__Exercise__. Extract the lines from the one containing "Target: wet mud flat" through the end of the records and reproduce them verbatim, omitting any pictures.

Entries provided start

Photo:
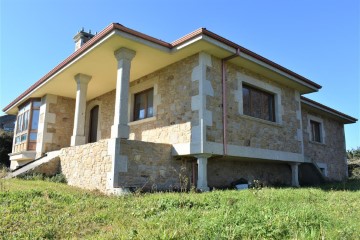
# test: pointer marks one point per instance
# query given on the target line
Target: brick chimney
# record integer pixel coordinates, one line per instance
(81, 38)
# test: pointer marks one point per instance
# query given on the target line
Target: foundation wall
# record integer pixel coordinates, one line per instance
(151, 167)
(86, 166)
(222, 172)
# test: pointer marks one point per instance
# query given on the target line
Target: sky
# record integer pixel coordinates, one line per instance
(316, 39)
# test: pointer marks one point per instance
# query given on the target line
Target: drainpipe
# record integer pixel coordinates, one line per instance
(224, 96)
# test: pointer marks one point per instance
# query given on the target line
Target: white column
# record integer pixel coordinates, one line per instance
(120, 129)
(78, 136)
(295, 174)
(202, 172)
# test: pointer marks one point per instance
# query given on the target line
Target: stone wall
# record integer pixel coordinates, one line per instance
(333, 151)
(248, 131)
(86, 166)
(173, 89)
(151, 167)
(222, 172)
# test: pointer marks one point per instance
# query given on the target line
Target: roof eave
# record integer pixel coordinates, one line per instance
(346, 118)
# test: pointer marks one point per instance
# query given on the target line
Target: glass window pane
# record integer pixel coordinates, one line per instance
(35, 120)
(246, 101)
(26, 121)
(259, 104)
(36, 104)
(150, 98)
(27, 107)
(143, 104)
(33, 136)
(23, 137)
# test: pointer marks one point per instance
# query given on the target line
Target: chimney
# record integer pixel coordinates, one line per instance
(81, 38)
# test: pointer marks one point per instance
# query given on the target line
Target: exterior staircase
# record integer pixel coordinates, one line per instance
(49, 165)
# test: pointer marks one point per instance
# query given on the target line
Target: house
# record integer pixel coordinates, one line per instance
(7, 122)
(127, 110)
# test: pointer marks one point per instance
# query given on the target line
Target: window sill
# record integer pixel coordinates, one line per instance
(275, 124)
(317, 143)
(142, 121)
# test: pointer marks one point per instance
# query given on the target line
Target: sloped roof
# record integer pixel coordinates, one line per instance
(174, 44)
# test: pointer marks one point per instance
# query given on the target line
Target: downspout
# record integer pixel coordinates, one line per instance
(224, 96)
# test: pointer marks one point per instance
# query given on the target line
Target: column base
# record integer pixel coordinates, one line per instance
(295, 174)
(77, 140)
(120, 131)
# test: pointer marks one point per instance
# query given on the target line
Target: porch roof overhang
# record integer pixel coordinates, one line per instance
(96, 58)
(325, 110)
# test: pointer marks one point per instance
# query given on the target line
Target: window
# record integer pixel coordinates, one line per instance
(259, 104)
(27, 124)
(143, 104)
(315, 131)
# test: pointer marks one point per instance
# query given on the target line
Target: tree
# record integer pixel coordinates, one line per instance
(6, 139)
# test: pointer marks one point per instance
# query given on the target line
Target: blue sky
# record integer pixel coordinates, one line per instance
(317, 39)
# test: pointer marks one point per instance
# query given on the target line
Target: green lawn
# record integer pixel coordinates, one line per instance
(40, 209)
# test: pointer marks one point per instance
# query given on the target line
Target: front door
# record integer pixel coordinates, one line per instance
(94, 115)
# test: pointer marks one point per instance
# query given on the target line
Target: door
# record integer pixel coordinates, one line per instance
(94, 115)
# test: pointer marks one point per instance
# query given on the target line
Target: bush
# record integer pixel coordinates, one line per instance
(6, 139)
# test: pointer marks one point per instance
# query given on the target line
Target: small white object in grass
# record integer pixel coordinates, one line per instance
(242, 186)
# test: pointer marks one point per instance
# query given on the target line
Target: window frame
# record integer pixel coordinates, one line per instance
(269, 98)
(243, 79)
(320, 122)
(24, 128)
(146, 92)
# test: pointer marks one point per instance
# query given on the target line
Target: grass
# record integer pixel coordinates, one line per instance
(46, 210)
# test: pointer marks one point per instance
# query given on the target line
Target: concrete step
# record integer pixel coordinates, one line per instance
(49, 165)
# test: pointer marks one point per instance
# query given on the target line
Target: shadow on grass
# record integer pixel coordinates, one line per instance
(349, 185)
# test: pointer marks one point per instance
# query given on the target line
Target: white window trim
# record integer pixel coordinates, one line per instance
(322, 131)
(151, 83)
(242, 78)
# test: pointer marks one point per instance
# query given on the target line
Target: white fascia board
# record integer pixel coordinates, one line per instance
(23, 99)
(263, 64)
(187, 43)
(141, 40)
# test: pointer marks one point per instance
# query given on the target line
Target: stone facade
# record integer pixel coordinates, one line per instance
(332, 152)
(86, 166)
(173, 115)
(245, 130)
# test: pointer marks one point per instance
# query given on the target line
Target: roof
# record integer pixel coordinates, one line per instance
(192, 35)
(321, 107)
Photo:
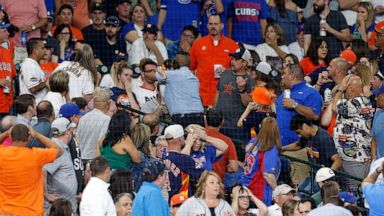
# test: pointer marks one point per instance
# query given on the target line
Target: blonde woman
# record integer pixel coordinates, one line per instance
(365, 24)
(208, 199)
(262, 163)
(204, 149)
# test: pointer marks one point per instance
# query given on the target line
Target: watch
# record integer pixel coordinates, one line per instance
(294, 105)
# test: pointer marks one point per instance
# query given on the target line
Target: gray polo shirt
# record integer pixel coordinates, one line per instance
(61, 177)
(91, 127)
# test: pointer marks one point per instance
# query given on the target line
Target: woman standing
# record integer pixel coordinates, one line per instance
(208, 199)
(262, 163)
(365, 22)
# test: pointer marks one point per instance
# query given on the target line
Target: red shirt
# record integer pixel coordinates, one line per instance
(204, 55)
(230, 154)
(7, 68)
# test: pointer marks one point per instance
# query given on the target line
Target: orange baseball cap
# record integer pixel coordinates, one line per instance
(349, 55)
(178, 199)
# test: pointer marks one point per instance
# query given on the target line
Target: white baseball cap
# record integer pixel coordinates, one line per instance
(174, 131)
(323, 174)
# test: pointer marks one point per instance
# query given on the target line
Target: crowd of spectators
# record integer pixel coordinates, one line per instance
(192, 107)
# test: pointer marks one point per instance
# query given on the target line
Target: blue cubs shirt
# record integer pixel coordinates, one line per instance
(257, 163)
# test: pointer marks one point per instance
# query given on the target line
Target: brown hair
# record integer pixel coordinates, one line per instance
(289, 207)
(268, 135)
(203, 182)
(20, 133)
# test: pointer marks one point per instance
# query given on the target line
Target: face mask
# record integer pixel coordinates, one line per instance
(319, 8)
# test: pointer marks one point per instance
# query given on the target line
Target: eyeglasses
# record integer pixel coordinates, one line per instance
(150, 70)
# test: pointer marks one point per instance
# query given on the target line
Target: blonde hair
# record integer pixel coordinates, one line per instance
(371, 16)
(364, 72)
(141, 135)
(268, 135)
(203, 182)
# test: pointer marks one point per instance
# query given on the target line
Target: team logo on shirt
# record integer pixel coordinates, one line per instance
(184, 1)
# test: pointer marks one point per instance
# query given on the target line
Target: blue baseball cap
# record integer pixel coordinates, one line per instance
(70, 109)
(4, 25)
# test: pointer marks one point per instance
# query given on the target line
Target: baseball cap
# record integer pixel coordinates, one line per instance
(264, 68)
(178, 199)
(323, 174)
(97, 7)
(50, 15)
(347, 197)
(150, 28)
(70, 109)
(154, 167)
(60, 125)
(379, 90)
(174, 131)
(262, 96)
(112, 20)
(349, 56)
(282, 189)
(4, 25)
(242, 53)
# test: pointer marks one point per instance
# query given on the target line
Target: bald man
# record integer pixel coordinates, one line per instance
(352, 130)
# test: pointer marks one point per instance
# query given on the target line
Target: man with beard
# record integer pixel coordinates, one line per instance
(335, 27)
(106, 50)
(95, 32)
(148, 47)
(209, 58)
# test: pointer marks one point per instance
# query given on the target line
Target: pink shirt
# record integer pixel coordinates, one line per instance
(24, 12)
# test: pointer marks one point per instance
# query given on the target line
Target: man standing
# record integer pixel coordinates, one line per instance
(228, 162)
(45, 116)
(182, 46)
(96, 199)
(234, 85)
(182, 94)
(24, 195)
(7, 72)
(209, 57)
(94, 124)
(333, 26)
(28, 16)
(377, 143)
(95, 32)
(149, 200)
(182, 172)
(111, 46)
(352, 130)
(148, 47)
(32, 79)
(59, 175)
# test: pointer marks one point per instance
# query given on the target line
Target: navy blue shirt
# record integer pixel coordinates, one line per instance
(304, 95)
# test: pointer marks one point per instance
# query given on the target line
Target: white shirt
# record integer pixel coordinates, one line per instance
(265, 51)
(375, 3)
(57, 100)
(139, 51)
(80, 79)
(32, 76)
(107, 81)
(295, 49)
(96, 200)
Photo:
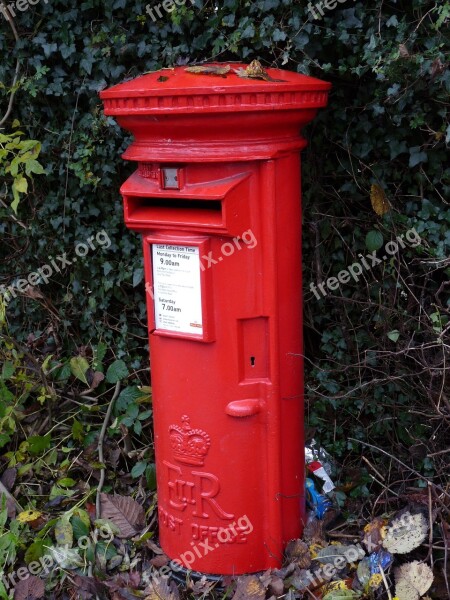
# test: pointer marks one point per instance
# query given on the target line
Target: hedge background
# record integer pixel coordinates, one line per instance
(377, 350)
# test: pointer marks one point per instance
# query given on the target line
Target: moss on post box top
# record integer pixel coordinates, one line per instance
(179, 116)
(177, 90)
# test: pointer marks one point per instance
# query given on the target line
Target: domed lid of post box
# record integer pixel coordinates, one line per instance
(178, 115)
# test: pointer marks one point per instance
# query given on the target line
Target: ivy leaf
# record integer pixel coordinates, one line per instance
(138, 469)
(394, 335)
(20, 186)
(37, 444)
(79, 366)
(33, 166)
(117, 371)
(64, 532)
(374, 240)
(417, 156)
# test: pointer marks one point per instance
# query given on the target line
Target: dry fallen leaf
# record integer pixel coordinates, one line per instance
(249, 587)
(29, 589)
(405, 533)
(124, 512)
(379, 201)
(373, 534)
(161, 589)
(412, 580)
(298, 552)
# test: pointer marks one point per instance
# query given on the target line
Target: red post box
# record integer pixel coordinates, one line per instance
(216, 197)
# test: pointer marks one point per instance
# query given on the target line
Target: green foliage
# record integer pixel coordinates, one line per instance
(18, 162)
(386, 125)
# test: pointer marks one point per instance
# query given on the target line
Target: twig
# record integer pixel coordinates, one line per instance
(385, 582)
(444, 569)
(372, 467)
(438, 487)
(9, 496)
(430, 534)
(16, 73)
(100, 449)
(13, 217)
(343, 535)
(438, 453)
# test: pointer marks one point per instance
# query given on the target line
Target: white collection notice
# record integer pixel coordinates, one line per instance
(177, 288)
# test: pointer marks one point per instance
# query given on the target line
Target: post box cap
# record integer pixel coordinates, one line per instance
(176, 90)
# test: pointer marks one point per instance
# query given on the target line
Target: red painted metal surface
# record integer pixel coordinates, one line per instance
(216, 197)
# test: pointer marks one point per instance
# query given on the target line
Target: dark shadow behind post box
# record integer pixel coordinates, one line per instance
(216, 197)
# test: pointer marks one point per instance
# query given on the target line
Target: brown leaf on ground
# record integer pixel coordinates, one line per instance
(379, 201)
(87, 587)
(159, 561)
(249, 587)
(202, 588)
(298, 552)
(9, 478)
(29, 589)
(276, 587)
(373, 534)
(161, 589)
(126, 513)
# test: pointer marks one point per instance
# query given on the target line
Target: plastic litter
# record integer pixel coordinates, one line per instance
(318, 502)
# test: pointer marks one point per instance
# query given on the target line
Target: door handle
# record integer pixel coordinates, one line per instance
(243, 408)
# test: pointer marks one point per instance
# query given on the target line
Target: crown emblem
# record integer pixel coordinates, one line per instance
(190, 446)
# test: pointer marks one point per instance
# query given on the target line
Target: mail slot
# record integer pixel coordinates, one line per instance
(216, 199)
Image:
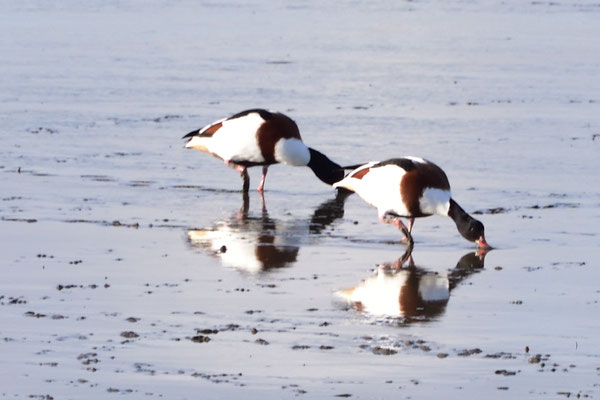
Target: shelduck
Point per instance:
(410, 187)
(260, 137)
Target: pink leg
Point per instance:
(261, 186)
(243, 173)
(400, 225)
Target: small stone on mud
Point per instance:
(505, 372)
(383, 351)
(300, 347)
(469, 352)
(200, 339)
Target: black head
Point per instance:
(325, 169)
(473, 230)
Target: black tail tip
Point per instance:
(191, 134)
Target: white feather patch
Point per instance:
(236, 140)
(435, 201)
(292, 152)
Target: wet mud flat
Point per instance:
(100, 309)
(132, 268)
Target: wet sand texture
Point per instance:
(133, 268)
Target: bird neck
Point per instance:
(458, 215)
(325, 169)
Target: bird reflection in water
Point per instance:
(409, 292)
(257, 243)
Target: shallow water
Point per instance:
(133, 267)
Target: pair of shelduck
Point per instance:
(408, 187)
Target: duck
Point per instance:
(258, 137)
(410, 187)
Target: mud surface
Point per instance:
(134, 268)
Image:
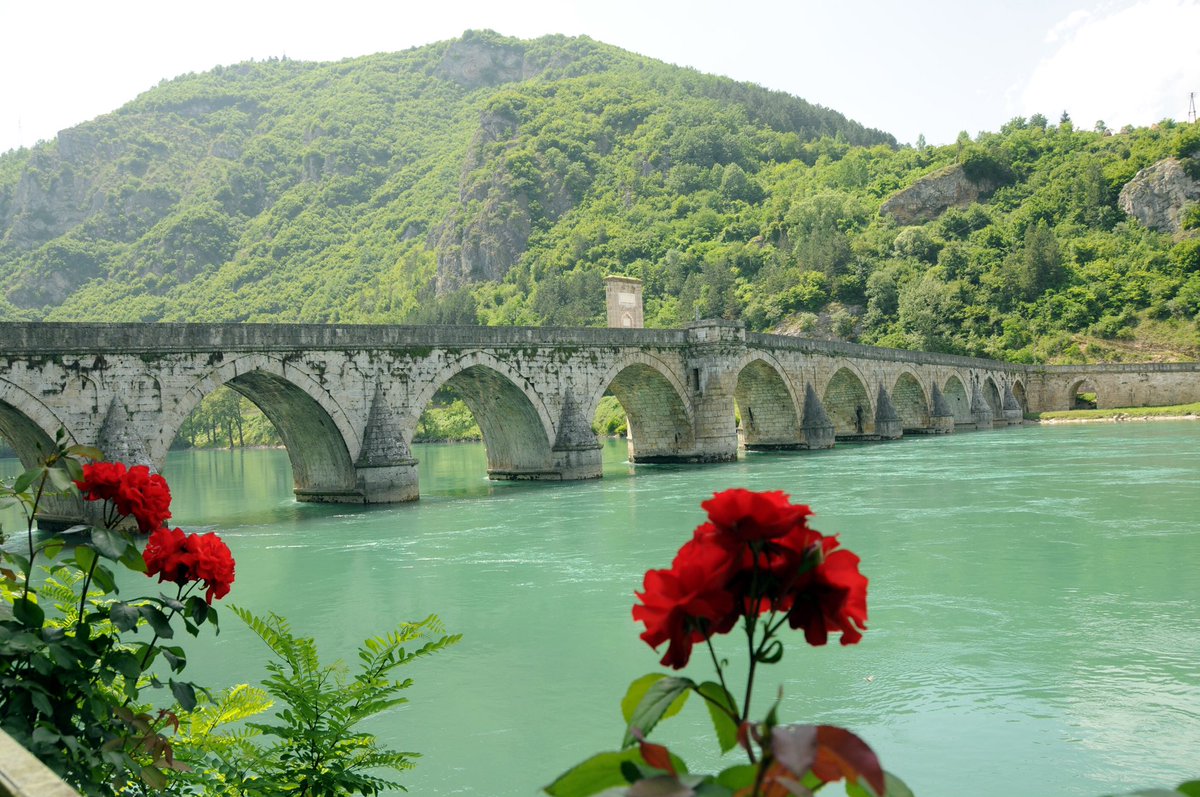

Entries provided end

__Response to the exercise__.
Target: wet mud flat
Point per instance:
(100, 309)
(132, 268)
Target: wet sand texture
Point per instance:
(133, 268)
Target: bird neck
Point per instance:
(458, 215)
(325, 169)
Target: bird reflection in water
Point per instance:
(409, 292)
(257, 243)
Target: shallow water
Point per instance:
(133, 267)
Target: pair of shelduck
Point per instance:
(408, 187)
Target: duck
Point per instance:
(258, 137)
(410, 187)
Target: mud surface
Point per instance:
(134, 268)
Image:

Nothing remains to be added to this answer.